* **TASK OBJECTIVE**
Print each of the items below word for word, and leave the pictures out of your copy.

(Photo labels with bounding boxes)
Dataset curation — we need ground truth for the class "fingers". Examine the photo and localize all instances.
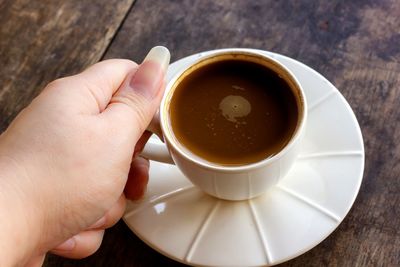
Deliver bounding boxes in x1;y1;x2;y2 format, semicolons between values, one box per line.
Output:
124;157;150;200
89;194;126;230
24;254;45;267
133;131;153;157
50;230;104;259
102;47;170;146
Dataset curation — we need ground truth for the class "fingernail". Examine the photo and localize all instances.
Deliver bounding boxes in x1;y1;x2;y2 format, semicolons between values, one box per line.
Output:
129;46;170;99
89;216;106;229
55;237;76;251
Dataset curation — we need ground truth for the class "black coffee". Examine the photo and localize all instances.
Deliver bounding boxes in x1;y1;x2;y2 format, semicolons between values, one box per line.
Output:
170;59;299;165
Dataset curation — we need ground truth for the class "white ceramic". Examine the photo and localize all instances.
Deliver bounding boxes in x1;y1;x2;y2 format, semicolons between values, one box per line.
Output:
124;49;364;266
142;48;307;200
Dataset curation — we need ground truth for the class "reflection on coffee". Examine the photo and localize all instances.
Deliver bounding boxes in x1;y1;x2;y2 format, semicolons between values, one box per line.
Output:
169;59;299;165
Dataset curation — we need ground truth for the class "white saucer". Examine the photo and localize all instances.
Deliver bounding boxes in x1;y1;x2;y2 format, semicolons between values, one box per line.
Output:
124;51;364;266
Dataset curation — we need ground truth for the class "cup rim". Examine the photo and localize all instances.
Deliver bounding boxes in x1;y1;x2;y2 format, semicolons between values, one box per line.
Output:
160;48;307;173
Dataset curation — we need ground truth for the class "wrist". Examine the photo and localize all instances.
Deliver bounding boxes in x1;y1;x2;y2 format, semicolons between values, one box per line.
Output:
0;154;40;266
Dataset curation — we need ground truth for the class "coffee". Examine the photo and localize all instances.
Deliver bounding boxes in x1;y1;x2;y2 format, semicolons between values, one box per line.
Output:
169;58;299;166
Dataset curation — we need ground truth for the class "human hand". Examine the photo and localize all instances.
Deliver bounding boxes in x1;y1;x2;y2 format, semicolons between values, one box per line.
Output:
0;47;169;266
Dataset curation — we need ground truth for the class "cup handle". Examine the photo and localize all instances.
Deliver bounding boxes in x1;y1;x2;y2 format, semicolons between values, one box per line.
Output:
140;111;174;164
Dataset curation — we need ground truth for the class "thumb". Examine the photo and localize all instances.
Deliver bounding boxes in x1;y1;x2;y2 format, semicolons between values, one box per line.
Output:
102;46;170;143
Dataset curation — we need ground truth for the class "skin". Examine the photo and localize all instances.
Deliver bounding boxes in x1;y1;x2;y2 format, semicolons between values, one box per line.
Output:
0;59;165;266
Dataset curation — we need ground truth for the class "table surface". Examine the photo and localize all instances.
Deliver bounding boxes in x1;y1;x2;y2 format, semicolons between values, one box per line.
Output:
0;0;400;266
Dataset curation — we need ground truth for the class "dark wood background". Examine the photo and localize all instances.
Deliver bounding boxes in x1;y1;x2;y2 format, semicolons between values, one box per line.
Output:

* **EXERCISE ANSWER**
Dataset curation — we need ground truth for the class "fingers". Examine the photo and localize all instances.
Deliver bounding boxes in x1;y1;x2;y2 format, semicolons between values, one box per line.
Output:
124;157;150;200
89;194;126;230
24;254;45;267
133;131;153;157
50;230;104;259
102;47;170;146
Dataset curation — we need ground truth for the class "fingernail". Examine the photo and localize all instances.
Deliver bounding boxes in x1;y1;x2;y2 format, semicolons between values, one box per line.
Output:
129;46;170;99
89;216;106;229
55;237;76;251
Dataset curation — we need ground truth for the class "black coffee". Examine the photo and localize all instances.
Deliver bounding boxes in x1;y1;x2;y2 format, semicolons between values, one box per line.
Output:
170;59;299;165
Dataset curation — we need ground truth for the class "white ceramic". Examine the photo and localize all instances.
Deliver bounding boxes in x1;y1;x2;y2 format, semicolons between values, one box per line.
Output:
124;49;364;266
142;48;307;200
Dataset curation — we need ground truth for the class "reflection on coffee". Examine the photo and localize all instances.
Deliver bounding boxes in x1;y1;x2;y2 format, semicolons between values, one box per line.
Output:
169;59;299;165
Dataset curation — we need ground truth for the class "white saucer". Examine the photo and localize all instances.
Deliver bounding boxes in x1;y1;x2;y2 format, semicolons between values, one box per line.
Output:
124;51;364;266
Dataset curation — we need ground truth for the class "cup rim". Examine the photo and localize all instances.
Deliver bounding boxes in x1;y1;x2;y2 format, semicolons between values, one box per line.
Output:
160;48;307;173
Dataset curation — we need ground truth for the class "wrist". Examine the photo and localize all instances.
Deliver bounding boxes in x1;y1;x2;y2 format, semicolons between values, one box per line.
Output:
0;154;40;266
Dataset curation — we need ground truth for the class "coffee". Examine the photo and localize all instances.
Deliver bounding boxes in x1;y1;x2;y2 format, semicolons between values, one box per line.
Output:
169;58;299;166
Dataset curation — we need ground truth for the class "human hand". Examine the photo and localize all instances.
Deliver bounding boxes in x1;y1;x2;y2 format, semicolons between values, one box per line.
Output:
0;47;169;266
Dataset curation — we need ground truth for the class "cup handle". Examine the photo and localize all instances.
Deliver bounding boxes in x1;y1;x2;y2 format, semicolons between values, one box per line.
Output:
140;111;174;164
Dataset curation — we need ground truth for the class "thumb". Examine the photo and localize all instances.
Deliver bounding boxes in x1;y1;x2;y2 format, semicolons between values, one box per line.
Output:
102;46;170;143
Dataset curation — we need ground truth for the class "skin". Examine the photo and localize all instances.
Deliver bounding boxes in x1;y1;x2;y2 format, semicolons between values, one box per line.
Output:
0;59;165;266
Dataset curation — we need ground truth for the class "table surface". Examine the photo and localize all instances.
Deliver bounding boxes in x1;y1;x2;y2 format, semicolons between values, one box per line.
Output:
0;0;400;266
Dataset curation — we need ground truth for the class "dark wood background". Examine the photo and localize all instances.
Deliver bounding boxes in x1;y1;x2;y2 format, semicolons between values, one box per line.
Output:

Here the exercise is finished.